• [About this exercise]: In the August update on the origin of COVID-19, how many miners in southwest China are said to have contracted pneumonia in 2012?

AUGUST UPDATE: There seems to be a growing scientific consensus lately that the COVID-19 virus
likely originated in a lab (the Wuhan Institute of Virology) rather than in nature. Basically, researchers would do reckless "gain of function" experiments (which is illegal on most countries) on various bat coronavirusues to make them more contagious, more deadly, and/or more likely to jump species barriers, in order to study such phenomena. And perhaps one of these novel genetically modified (GMO) viruses "accidentally" escaped the lab and got into the population, and the rest is history. If so, the institute and the government of China (and also the Trump regime who lifted Obama's moratorium on such research) really have a LOT of blood on their hands! And the very best way to avenge the deaths of COVID-19 victims is to permanently ban such reckless experiments worldwide, no exceptions.
The
latest theory is that that the virus actually originated in 2012 (leading some to call it
COVID-12 instead) when a
group of six miners in southwest China contracted pneumonia from it, which they likely got from exposure to bat guano in the mine shaft. The Wuhan Institute of Virology then kept samples of this virus, which they perhaps tweaked even further using their so-called "gain of function" research. The virus then escaped from the lab sometime in 2019, and as they say, the rest is history.

• [Extracted data]:

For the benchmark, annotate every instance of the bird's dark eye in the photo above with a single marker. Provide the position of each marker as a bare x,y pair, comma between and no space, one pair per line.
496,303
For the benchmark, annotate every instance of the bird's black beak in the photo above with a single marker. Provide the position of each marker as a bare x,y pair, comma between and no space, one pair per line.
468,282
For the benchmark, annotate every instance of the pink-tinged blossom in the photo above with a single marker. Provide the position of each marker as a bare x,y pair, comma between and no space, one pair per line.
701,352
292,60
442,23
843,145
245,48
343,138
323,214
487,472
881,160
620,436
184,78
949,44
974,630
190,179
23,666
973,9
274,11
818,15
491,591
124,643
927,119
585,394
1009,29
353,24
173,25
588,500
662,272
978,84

• [Task answer]: Six.